● **TEXT UNDER STUDY**:

__________________________________________________

Router entropy per layer: −Σ w·log(w) over expert weights. Max = ln(4) ≈ 1.386 (uniform). Low = concentrated.
Expert usage distribution: mean routing weight per expert per layer across held-out data
Training loss: NTP cross-entropy on the cycle's batch

Results

Router Entropy Collapse

Cycle	Layer 0	Layer 1	Layer 2	Layer 3
baseline	1.273	1.279	1.273	1.258
1	1.127	0.976	0.365	0.499
3	1.065	0.670	0.310	0.557
6	0.994	0.552	0.349	0.484
9	0.940	0.459	0.514	0.384
12	0.908	0.408	0.423	0.262

Layer 3 (deepest, closest to output) collapsed fastest and hardest: from 1.258 to 0.262. Layer 0 (shallowest) collapsed least: from 1.273 to 0.908. The collapse is monotonic and progressive across all layers.

Expert Usage — Single-Expert Dominance

Layer 3 expert usage over cycles:

Cycle	Expert 0	Expert 1	Expert 2	Expert 3
baseline	0.25	0.25	0.25	0.25
3	0.813	0.029	0.073	0.085
6	0.837	0.083	0.050	0.030
9	0.892	0.055	0.027	0.026
12	0.935	0.032	0.018	0.015

Expert 0 went from 25% to 93.5% of all layer-3 routing. The other three experts combined handle 6.5%.

__________________________________________________

● **ENTRIES PROVIDED**:
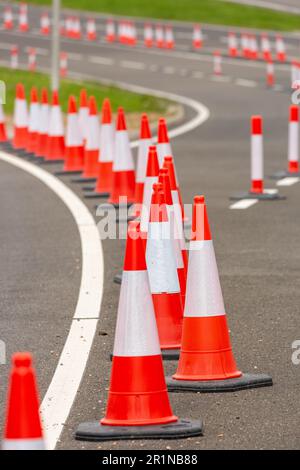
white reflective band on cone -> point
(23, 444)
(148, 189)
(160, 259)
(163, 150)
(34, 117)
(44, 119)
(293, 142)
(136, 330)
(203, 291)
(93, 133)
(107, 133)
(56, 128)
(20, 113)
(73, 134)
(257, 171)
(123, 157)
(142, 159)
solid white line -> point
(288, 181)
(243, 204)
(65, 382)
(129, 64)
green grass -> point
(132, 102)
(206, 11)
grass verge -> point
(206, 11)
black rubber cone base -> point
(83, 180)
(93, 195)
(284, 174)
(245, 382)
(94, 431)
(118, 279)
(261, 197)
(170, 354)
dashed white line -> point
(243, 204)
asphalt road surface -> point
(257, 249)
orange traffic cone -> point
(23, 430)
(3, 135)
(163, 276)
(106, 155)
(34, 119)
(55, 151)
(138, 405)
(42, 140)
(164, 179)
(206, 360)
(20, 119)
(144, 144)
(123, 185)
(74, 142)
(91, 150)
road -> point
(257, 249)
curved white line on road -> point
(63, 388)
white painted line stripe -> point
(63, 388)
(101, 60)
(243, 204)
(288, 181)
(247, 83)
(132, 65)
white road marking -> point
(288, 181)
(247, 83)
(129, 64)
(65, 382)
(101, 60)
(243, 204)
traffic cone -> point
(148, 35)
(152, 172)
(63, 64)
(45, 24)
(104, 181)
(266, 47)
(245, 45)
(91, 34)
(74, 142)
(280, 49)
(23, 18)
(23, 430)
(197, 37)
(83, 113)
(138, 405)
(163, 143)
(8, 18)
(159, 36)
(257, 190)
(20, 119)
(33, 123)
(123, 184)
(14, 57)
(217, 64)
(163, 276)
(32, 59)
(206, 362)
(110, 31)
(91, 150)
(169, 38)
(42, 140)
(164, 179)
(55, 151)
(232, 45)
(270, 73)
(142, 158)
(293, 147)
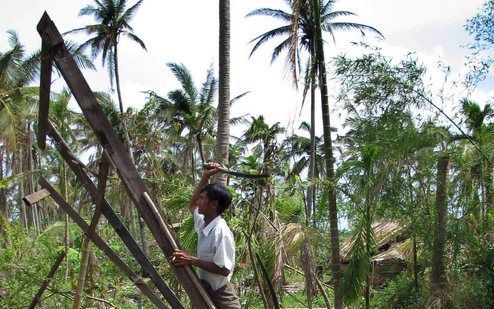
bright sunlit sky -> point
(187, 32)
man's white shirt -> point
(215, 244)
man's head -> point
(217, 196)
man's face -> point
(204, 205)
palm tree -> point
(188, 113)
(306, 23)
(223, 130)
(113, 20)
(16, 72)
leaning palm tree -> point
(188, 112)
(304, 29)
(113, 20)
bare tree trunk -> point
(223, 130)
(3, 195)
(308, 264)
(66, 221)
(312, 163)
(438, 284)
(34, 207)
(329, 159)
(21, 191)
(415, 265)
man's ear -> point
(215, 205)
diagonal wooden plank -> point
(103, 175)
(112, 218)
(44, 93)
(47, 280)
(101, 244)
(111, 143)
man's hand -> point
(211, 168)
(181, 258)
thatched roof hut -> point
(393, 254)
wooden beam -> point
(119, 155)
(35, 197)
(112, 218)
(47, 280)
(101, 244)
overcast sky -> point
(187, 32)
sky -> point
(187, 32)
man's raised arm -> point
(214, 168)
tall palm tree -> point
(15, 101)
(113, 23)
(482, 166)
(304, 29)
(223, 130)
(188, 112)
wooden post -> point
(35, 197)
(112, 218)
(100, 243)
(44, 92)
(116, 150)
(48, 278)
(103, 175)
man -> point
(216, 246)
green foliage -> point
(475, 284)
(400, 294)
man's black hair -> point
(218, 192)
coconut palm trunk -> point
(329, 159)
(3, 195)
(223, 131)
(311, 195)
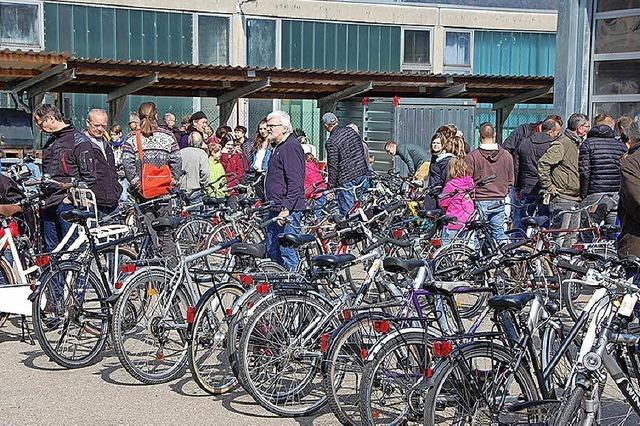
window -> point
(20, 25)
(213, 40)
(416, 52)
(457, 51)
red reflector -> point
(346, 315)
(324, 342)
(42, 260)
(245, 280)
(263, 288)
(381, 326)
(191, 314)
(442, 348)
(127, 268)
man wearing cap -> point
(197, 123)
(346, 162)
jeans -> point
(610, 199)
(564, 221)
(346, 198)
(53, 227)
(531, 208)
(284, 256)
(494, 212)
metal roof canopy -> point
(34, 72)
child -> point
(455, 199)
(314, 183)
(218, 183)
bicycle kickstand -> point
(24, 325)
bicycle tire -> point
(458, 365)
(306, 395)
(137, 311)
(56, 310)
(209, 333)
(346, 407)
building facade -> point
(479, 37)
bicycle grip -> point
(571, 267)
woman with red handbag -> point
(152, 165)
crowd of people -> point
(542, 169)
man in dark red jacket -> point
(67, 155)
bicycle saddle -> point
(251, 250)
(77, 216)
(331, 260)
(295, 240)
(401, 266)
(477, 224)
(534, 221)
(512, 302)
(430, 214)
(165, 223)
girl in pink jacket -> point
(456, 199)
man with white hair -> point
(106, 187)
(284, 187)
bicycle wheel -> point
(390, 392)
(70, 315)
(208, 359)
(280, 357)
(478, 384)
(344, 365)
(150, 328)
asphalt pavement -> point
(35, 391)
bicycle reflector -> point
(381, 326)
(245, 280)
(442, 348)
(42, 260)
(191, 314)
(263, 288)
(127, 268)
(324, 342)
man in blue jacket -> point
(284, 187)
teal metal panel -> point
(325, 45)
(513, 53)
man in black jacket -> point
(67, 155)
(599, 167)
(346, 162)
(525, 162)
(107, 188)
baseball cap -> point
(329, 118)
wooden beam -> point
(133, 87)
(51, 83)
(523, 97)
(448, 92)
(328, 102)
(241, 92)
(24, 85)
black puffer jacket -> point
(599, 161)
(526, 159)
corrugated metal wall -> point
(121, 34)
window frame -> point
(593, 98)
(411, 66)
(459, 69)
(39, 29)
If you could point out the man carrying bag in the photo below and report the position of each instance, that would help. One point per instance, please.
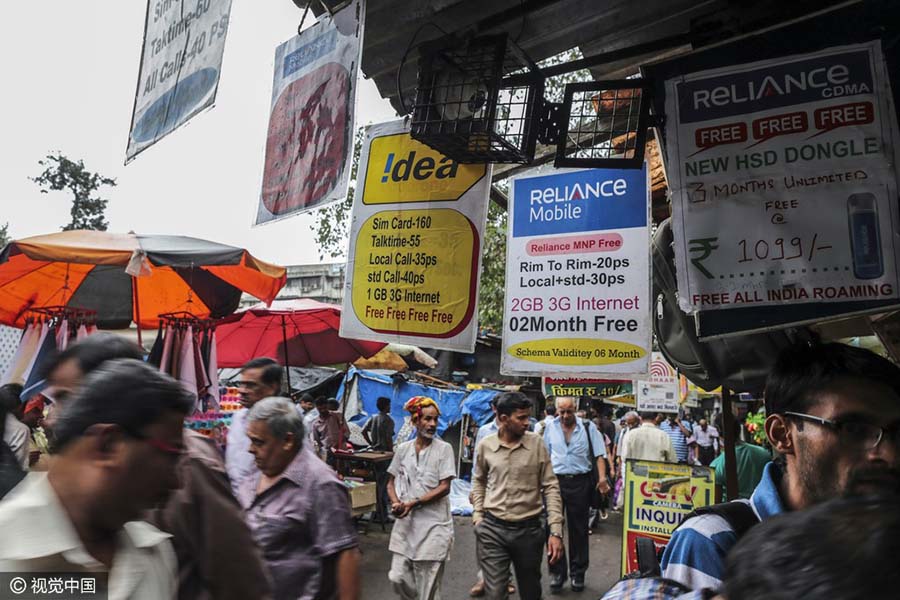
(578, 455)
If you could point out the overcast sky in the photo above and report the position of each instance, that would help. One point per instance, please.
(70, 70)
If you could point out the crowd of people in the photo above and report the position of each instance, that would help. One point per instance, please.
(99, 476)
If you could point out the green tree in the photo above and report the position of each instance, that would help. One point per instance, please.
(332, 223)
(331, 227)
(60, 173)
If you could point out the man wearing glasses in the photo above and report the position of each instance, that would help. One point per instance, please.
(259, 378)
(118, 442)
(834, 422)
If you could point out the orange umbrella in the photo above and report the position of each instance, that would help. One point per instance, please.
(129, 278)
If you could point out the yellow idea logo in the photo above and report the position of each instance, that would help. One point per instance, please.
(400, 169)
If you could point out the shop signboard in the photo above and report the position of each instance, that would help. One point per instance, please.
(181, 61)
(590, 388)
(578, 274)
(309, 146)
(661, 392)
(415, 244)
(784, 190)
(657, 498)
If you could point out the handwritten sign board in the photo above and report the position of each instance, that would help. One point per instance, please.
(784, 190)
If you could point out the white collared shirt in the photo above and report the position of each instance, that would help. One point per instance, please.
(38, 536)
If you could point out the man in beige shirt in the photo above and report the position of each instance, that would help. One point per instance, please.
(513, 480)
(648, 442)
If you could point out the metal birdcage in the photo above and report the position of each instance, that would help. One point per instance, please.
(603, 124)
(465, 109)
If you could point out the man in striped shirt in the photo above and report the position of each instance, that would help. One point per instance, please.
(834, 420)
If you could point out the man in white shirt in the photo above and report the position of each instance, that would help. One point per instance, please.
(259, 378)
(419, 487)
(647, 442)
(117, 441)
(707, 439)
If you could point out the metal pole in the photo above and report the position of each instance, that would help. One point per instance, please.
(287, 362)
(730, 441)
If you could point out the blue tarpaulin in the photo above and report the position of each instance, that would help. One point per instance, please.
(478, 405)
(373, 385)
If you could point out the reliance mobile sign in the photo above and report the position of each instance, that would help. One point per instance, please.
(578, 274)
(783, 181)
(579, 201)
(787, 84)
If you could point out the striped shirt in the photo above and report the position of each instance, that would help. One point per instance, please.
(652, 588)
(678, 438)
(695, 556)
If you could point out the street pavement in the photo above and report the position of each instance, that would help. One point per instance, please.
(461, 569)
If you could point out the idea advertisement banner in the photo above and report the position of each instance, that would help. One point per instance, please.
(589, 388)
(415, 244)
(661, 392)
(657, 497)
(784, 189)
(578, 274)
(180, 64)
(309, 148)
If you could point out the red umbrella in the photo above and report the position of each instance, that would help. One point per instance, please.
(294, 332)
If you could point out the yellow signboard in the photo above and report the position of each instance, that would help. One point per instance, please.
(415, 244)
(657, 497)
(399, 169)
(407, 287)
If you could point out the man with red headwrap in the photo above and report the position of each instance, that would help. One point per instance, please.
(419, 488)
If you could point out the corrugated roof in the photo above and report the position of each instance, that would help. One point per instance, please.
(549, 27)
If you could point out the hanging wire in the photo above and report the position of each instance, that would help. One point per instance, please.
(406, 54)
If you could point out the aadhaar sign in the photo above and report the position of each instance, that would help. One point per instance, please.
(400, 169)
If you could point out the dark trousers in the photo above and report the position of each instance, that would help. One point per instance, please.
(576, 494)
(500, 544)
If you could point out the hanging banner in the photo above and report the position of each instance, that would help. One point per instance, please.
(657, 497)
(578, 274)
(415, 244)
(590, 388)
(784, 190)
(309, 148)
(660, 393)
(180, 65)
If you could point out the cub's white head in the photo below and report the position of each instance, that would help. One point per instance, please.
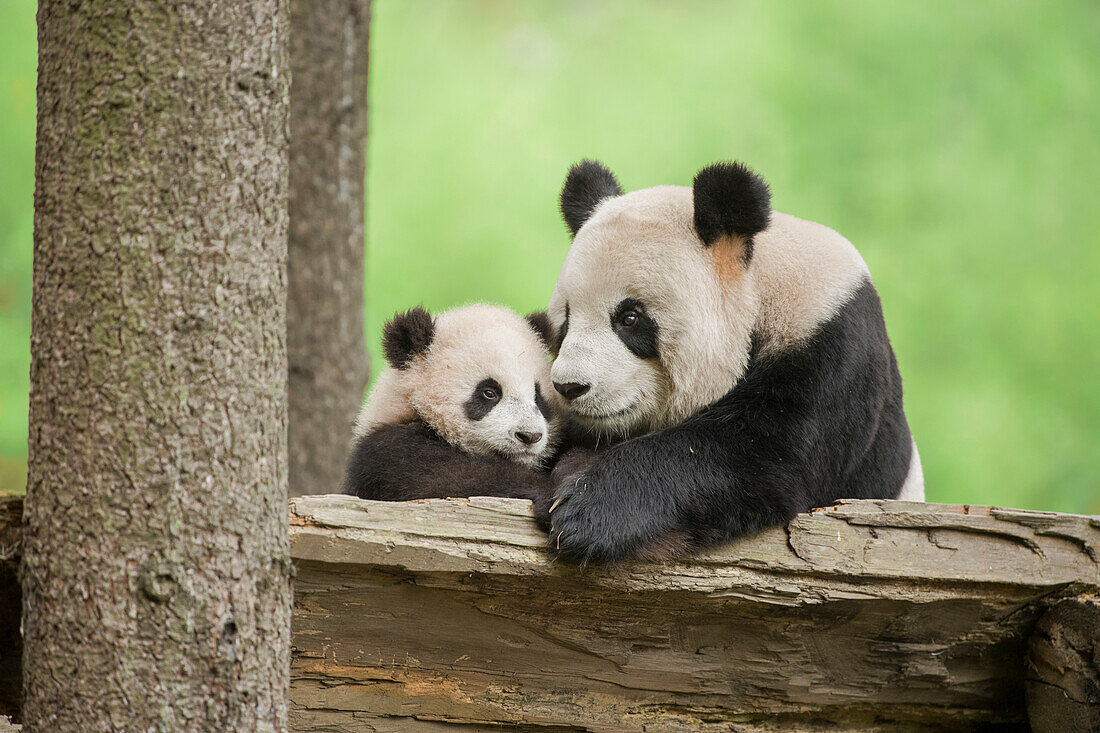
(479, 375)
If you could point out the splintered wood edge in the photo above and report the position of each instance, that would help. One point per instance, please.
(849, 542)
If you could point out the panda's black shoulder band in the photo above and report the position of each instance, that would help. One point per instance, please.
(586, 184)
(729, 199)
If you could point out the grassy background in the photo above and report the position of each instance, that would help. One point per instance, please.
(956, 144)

__________________________________________________

● **REQUIRED ACTION 1**: In the routing excerpt, what is the maximum router entropy per layer?
● **REQUIRED ACTION 2**: From the routing excerpt, extract word for word the passage from "Router Entropy Collapse" up to and including "across all layers.".
Use only the routing excerpt to answer.

● **ANSWER SPACE 1**: The maximum is ln(4), about 1.386, which corresponds to uniform routing.

● **ANSWER SPACE 2**:
Router Entropy Collapse

Cycle	Layer 0	Layer 1	Layer 2	Layer 3
baseline	1.273	1.279	1.273	1.258
1	1.127	0.976	0.365	0.499
3	1.065	0.670	0.310	0.557
6	0.994	0.552	0.349	0.484
9	0.940	0.459	0.514	0.384
12	0.908	0.408	0.423	0.262

Layer 3 (deepest, closest to output) collapsed fastest and hardest: from 1.258 to 0.262. Layer 0 (shallowest) collapsed least: from 1.273 to 0.908. The collapse is monotonic and progressive across all layers.